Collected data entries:
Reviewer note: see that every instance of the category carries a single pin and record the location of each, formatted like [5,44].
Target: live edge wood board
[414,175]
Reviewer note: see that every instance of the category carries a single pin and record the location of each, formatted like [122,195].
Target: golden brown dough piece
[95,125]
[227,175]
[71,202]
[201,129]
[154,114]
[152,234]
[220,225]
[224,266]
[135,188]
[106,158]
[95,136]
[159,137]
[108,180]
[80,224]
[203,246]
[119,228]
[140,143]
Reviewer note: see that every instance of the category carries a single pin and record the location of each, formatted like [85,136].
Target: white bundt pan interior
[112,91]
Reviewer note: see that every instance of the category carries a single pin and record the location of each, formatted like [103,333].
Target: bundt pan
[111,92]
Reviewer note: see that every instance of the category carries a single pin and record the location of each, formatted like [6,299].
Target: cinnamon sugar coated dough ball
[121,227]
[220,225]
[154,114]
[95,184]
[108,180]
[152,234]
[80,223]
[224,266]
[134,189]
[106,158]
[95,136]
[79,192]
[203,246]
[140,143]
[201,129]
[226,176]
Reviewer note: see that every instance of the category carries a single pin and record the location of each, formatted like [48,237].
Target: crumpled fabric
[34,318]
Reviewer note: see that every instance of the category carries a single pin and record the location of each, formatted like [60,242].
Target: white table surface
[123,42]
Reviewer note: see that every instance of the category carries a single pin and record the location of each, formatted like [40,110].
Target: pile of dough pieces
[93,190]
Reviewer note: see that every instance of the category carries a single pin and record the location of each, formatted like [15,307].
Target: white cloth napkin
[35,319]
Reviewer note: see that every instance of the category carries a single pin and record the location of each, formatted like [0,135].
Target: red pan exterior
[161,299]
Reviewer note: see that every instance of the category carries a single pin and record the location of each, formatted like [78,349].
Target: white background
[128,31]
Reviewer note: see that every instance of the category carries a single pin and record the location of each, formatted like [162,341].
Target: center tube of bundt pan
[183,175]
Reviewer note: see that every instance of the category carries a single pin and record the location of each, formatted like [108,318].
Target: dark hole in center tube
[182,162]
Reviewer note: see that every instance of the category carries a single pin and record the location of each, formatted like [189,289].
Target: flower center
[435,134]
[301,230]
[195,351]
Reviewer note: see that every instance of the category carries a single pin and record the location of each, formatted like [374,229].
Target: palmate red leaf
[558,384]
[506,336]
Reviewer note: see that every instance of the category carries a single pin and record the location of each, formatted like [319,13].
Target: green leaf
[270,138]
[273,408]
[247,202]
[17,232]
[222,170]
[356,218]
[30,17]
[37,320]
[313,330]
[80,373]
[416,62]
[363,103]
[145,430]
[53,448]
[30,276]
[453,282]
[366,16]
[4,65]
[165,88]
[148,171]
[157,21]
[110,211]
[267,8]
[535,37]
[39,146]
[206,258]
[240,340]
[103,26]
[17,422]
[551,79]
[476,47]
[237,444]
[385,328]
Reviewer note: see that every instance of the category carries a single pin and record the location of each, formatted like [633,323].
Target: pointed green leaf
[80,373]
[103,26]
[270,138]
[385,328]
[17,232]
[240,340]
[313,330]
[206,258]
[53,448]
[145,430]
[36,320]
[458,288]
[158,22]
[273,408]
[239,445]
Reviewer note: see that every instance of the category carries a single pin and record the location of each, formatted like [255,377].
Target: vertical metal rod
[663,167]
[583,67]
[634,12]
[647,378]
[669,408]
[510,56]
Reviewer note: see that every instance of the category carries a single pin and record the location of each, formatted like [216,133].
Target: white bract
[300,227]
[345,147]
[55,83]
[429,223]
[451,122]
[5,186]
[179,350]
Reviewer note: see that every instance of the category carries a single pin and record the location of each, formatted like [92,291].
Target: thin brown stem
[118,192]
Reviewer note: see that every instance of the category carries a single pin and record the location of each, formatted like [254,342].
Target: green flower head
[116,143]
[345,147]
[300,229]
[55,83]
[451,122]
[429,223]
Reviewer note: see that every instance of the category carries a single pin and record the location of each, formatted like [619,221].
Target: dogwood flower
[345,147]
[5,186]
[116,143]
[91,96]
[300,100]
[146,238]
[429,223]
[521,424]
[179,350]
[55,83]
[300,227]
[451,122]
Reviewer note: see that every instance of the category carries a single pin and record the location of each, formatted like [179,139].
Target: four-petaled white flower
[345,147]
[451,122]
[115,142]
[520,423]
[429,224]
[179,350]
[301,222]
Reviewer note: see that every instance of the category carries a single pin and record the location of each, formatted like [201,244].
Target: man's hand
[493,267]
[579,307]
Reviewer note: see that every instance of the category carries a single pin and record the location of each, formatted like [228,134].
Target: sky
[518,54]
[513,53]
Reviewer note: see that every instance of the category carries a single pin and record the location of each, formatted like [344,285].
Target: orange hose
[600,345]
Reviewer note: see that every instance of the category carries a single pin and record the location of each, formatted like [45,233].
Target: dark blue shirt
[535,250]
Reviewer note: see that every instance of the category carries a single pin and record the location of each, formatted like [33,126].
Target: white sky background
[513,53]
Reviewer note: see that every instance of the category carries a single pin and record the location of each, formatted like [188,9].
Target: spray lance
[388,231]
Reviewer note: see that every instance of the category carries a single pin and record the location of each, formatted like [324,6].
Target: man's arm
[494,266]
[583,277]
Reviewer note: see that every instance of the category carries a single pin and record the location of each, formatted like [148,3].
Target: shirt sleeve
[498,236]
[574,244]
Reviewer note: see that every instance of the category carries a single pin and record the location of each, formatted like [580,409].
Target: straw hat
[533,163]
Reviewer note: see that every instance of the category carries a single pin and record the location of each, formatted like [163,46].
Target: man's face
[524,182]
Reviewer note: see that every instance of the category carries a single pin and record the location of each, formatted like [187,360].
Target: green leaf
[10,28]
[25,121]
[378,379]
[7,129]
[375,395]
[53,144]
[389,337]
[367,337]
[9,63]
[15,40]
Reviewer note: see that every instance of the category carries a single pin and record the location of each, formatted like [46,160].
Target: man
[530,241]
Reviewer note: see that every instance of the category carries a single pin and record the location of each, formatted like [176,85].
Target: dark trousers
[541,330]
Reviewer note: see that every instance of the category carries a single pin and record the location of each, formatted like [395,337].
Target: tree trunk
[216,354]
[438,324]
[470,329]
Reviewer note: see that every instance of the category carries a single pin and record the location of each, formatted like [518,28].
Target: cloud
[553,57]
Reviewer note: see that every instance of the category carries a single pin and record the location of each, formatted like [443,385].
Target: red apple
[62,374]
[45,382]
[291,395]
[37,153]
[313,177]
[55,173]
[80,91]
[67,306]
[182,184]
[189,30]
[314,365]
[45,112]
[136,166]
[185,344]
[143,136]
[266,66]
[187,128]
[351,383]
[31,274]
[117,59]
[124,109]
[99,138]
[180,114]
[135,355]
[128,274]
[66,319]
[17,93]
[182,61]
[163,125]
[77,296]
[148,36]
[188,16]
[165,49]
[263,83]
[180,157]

» **About this exercise**: What is needed is a verbatim copy of every line in the records above from the one containing "Target: straw hat" down to the one containing "formatted like [187,360].", both included, and nothing more.

» **The answer**:
Target: straw hat
[533,163]
Reviewer note: see that every instance of the category carries a single pin and record the location of each, formatted like [163,46].
Target: man's face
[524,182]
Reviewer note: see that every instance of the category carries a single pin and record the location of each, formatted like [187,360].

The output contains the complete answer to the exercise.